> **WRITTEN TASKS**
1/ Do the following statements agree with the NoSQL migration text below? For each, answer yes or no and quote the words of the text that decide it.
(a) The media streaming company moved its data from ScyllaDB to DynamoDB.
(b) The team's ingestion process overwrote its entire data set every day.
(c) The examples give the real names of the teams involved.
2/ Answer these questions from the NoSQL migration text below.
(a) What is the title of the earlier piece the text refers to?
(b) Why did the media streaming company decide to switch databases?
(c) Which kind of switch does the text call more complex?
3/ In the NoSQL migration text below, take the part that opens with the words containing "One interesting aspect" and closes with "addition to DynamoDB.", and write it out with "forklift" changed to "move".

> **DOCUMENT TEXT**
——

In “Battle-Tested Tips for a Better NoSQL Migration,” I shared my top strategies for planning, executing and de-risking a NoSQL database migration. I discussed key steps like schema and data migration, data validation and important considerations such as technology switches, tooling, edge cases and the idea that you might not need to migrate all your data.
Now, let’s analyze how teams actually migrated their data — what challenges they faced, trade-offs, how they proceeded and lessons learned. These are all real-world examples with names and identifying details obfuscated.
Streaming Bulk Load (DynamoDB to ScyllaDB)
First example: A large media streaming company that decided to switch from DynamoDB to ScyllaDB to reduce costs.
One interesting aspect of this use case is that the team had an ingestion process that overwrote their entire data set daily. As a result, there was no requirement to forklift their data from one database to another. They could just configure their ingestion job to write to ScyllaDB in addition to DynamoDB.

As soon as the job kicked in, data was stored in both databases. Since DynamoDB and ScyllaDB data models are so similar, that greatly simplified the process. It’s more complex when switching from a document store or a relational database to wide-column NoSQL.

——

> **SOURCE EXCERPT**
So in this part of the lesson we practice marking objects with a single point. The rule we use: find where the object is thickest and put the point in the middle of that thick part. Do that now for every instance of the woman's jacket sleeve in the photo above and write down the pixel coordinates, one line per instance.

——

> **COMPLETE ANSWERS**
1/
(a) No: "decided to switch from DynamoDB to ScyllaDB to reduce costs"
(b) Yes: "the team had an ingestion process that overwrote their entire data set daily"
(c) No: "These are all real-world examples with names and identifying details obfuscated"

2/
(a) "Battle-Tested Tips for a Better NoSQL Migration"
(b) To reduce costs.
(c) Switching from a document store or a relational database to wide-column NoSQL.

3/
One interesting aspect of this use case is that the team had an ingestion process that overwrote their entire data set daily. As a result, there was no requirement to move their data from one database to another. They could just configure their ingestion job to write to ScyllaDB in addition to DynamoDB.